---------- Material provided

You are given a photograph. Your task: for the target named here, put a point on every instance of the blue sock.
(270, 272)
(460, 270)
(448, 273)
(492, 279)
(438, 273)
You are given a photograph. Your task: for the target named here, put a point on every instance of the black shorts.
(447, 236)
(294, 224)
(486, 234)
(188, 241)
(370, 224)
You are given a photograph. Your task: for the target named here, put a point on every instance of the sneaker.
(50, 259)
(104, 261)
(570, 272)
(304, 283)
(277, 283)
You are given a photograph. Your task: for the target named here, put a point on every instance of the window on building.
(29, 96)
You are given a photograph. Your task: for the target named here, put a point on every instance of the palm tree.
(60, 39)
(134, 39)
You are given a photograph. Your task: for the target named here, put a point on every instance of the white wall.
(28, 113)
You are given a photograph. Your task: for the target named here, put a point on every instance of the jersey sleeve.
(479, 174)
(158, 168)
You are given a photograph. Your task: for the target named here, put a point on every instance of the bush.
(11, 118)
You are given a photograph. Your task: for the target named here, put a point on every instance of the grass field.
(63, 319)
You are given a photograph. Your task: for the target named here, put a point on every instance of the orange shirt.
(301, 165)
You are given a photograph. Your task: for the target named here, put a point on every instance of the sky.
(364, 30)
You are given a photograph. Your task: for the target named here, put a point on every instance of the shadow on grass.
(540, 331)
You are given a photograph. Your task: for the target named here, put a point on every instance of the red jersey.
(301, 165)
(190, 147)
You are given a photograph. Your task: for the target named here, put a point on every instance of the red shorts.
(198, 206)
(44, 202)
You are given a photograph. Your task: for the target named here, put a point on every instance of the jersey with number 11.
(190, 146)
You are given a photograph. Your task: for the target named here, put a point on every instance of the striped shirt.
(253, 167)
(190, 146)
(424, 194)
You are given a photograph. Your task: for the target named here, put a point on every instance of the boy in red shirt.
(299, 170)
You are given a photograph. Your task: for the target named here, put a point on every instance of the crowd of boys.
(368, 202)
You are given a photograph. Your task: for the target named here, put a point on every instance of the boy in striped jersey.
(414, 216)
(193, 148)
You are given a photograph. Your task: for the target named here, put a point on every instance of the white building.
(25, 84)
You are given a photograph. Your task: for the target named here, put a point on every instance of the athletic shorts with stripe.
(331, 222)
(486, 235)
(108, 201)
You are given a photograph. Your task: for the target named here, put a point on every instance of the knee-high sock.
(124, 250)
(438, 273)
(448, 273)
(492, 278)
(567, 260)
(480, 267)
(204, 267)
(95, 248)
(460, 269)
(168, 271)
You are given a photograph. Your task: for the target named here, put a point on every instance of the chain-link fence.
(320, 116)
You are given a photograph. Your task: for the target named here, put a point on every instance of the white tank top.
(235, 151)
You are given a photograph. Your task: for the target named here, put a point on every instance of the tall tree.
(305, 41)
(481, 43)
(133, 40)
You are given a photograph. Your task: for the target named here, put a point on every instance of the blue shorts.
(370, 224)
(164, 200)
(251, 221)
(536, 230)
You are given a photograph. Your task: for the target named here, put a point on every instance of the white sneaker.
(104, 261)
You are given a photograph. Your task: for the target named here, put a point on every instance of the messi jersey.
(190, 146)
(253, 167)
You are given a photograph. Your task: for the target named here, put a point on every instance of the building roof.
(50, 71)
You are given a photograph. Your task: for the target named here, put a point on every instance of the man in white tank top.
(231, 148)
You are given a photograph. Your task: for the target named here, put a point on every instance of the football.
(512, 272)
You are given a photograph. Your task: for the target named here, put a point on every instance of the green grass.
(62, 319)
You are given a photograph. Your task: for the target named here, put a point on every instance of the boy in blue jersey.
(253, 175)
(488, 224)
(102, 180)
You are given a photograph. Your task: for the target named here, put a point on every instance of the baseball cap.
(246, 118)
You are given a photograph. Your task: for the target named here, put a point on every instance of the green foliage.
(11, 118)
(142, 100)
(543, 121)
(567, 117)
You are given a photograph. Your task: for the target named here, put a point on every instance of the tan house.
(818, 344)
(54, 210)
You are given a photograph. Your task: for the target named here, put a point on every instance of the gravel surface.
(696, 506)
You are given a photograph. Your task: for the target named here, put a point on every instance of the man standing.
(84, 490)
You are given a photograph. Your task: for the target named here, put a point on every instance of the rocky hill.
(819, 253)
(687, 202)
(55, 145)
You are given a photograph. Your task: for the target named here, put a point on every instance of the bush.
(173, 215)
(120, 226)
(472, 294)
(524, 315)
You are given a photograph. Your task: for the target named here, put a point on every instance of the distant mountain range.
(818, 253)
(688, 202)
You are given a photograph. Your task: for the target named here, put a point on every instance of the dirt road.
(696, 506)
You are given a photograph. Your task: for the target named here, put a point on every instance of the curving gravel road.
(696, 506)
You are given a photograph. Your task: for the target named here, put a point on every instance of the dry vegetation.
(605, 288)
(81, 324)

--------------------

▸ Task details
Convert all the items above into a numbered list with one line per entry, leaving out any blank lines.

▸ Result of this exercise
1. You are given a photograph. Your task: for the target named here, put a point on every instance of the blue sock.
2. (270, 272)
3. (460, 270)
4. (448, 273)
5. (492, 279)
6. (438, 273)
7. You are given a photograph. Your task: for the target named here, put a point on every instance of the black shorts.
8. (447, 236)
9. (294, 224)
10. (486, 234)
11. (188, 241)
12. (370, 224)
13. You are given a photograph. Your task: for the target named here, put a point on every instance of the sneaker.
14. (50, 259)
15. (104, 261)
16. (570, 272)
17. (304, 283)
18. (277, 283)
19. You are given a photograph. Your task: for the target named here, put a point on every instance of the window on building.
20. (29, 96)
21. You are given a photograph. Your task: for the target named here, put a point on every instance of the palm tree.
22. (60, 39)
23. (134, 39)
24. You are given a photograph. Your task: for the target named here, put a point on every instance of the white wall.
25. (28, 113)
26. You are given a photograph. Your task: for the target named here, put a point on every instance of the jersey sleeve.
27. (479, 174)
28. (158, 168)
29. You are given a photograph. Your task: for the target named here, put a point on every instance of the bush.
30. (11, 118)
31. You are given a photograph. Your task: for the target named here, put a point on every instance of the grass field.
32. (63, 319)
33. You are given a photograph. Your task: for the target named here, put a point on every instance of the orange shirt.
34. (301, 165)
35. You are given a photograph. Your task: for the target named here, put a point on every instance of the sky.
36. (364, 30)
37. You are given a photograph. Your task: for the target named here, put a point on every instance of the shadow on grass.
38. (540, 331)
39. You are given a photograph. Your task: for the target named here, put a point on every instance of the red jersey.
40. (301, 165)
41. (190, 147)
42. You are given a photograph. Your task: for the target named here, put a point on every instance of the red shorts.
43. (198, 206)
44. (44, 202)
45. You are given a photograph. Your task: for the target named here, put a point on every instance of the jersey with number 11.
46. (190, 146)
47. You are given a photograph. Your task: for the target named here, put a point on every instance of the striped shirt.
48. (253, 167)
49. (190, 146)
50. (424, 194)
51. You are given a photograph. Your task: for the target named here, put a point on every instance of the boy in red shirt.
52. (299, 170)
53. You are given a photograph. Your task: for the target named here, put a point on every instance of the crowd of boys.
54. (368, 202)
55. You are given a photograph. Your task: for the target named here, put a point on every instance of the boy in striped jersey.
56. (414, 216)
57. (193, 148)
58. You are given a photograph. Your task: for the target named here, put a point on every instance of the white building.
59. (25, 84)
60. You are given a photograph. Your task: for the target named here, put a point on every instance of the athletic shorts with stripe.
61. (331, 222)
62. (486, 235)
63. (108, 201)
64. You are given a photograph. Your task: for the target named here, put a point on every instance of the knee-high sock.
65. (124, 250)
66. (438, 273)
67. (448, 273)
68. (492, 278)
69. (567, 260)
70. (480, 267)
71. (204, 267)
72. (95, 248)
73. (460, 269)
74. (168, 271)
75. You are given a photograph. Your task: for the target named here, put a point on every instance of the chain-link fence.
76. (320, 116)
77. You are given a photograph. Your task: for the target named here, put a point on every instance of the white tank top.
78. (235, 151)
79. You are given a photograph. Your task: for the target named here, put a point on every instance of the tall tree.
80. (305, 41)
81. (481, 43)
82. (133, 40)
83. You are given a photograph. Your task: for the target named here, put a point on every instance of the blue shorts.
84. (370, 224)
85. (164, 200)
86. (251, 221)
87. (536, 230)
88. You are given a photograph. Your task: for the target named here, put a point on every instance of the white sneaker.
89. (104, 261)
90. You are given a photograph. Your task: for the target named here, put a point on every instance of the messi jersey.
91. (190, 146)
92. (253, 167)
93. You are given a photograph. Your task: for the target named here, put a point on every instance of the building roof.
94. (50, 71)
95. You are given a photograph. Your task: for the target named here, put a point on every instance of the man in white tank top.
96. (231, 148)
97. You are given a photograph. Your task: for the target named here, put a point on every instance of the football.
98. (512, 272)
99. You are given a photograph. Your task: for the target named here, put a point on every instance of the green grass.
100. (62, 319)
101. You are given a photograph. Your task: for the target named here, put a point on every instance of the boy in blue jersey.
102. (253, 175)
103. (488, 224)
104. (102, 180)
105. You are given a photograph. Your task: for the target named here, put a point on every instance of the baseball cap.
106. (246, 118)
107. You are given a photograph. Your task: for the target named here, put a point on every instance of the green foliage.
108. (11, 118)
109. (142, 100)
110. (543, 121)
111. (567, 117)
112. You are given a photograph. Your task: for the target named here, put a point on every instance of the tan house.
113. (818, 344)
114. (54, 210)
115. You are given a photograph. Your task: for the target named here, put a point on every instance of the gravel surface.
116. (696, 506)
117. You are given a photograph. Your task: for the target named here, put a point on every instance of the man standing.
118. (84, 490)
119. You are given a photograph. Your task: for the target named here, put a point on every instance of the rocky hill.
120. (819, 253)
121. (687, 202)
122. (55, 145)
123. You are given a photograph. Your task: for the target named here, put a point on every instance of the bush.
124. (173, 215)
125. (120, 226)
126. (472, 294)
127. (524, 315)
128. You are given a photograph. Your task: for the target named here, put a point on every instance of the distant mountain range.
129. (818, 253)
130. (688, 202)
131. You are given a photograph. Your task: for the target named here, put a point on every instance of the dirt road.
132. (696, 506)
133. You are given a photograph. Your task: for the target named here, put a point on every instance of the curving gravel road.
134. (696, 506)
135. You are given a photograph. Your task: for the target named here, put a point on every instance of the dry vegetation.
136. (605, 288)
137. (81, 324)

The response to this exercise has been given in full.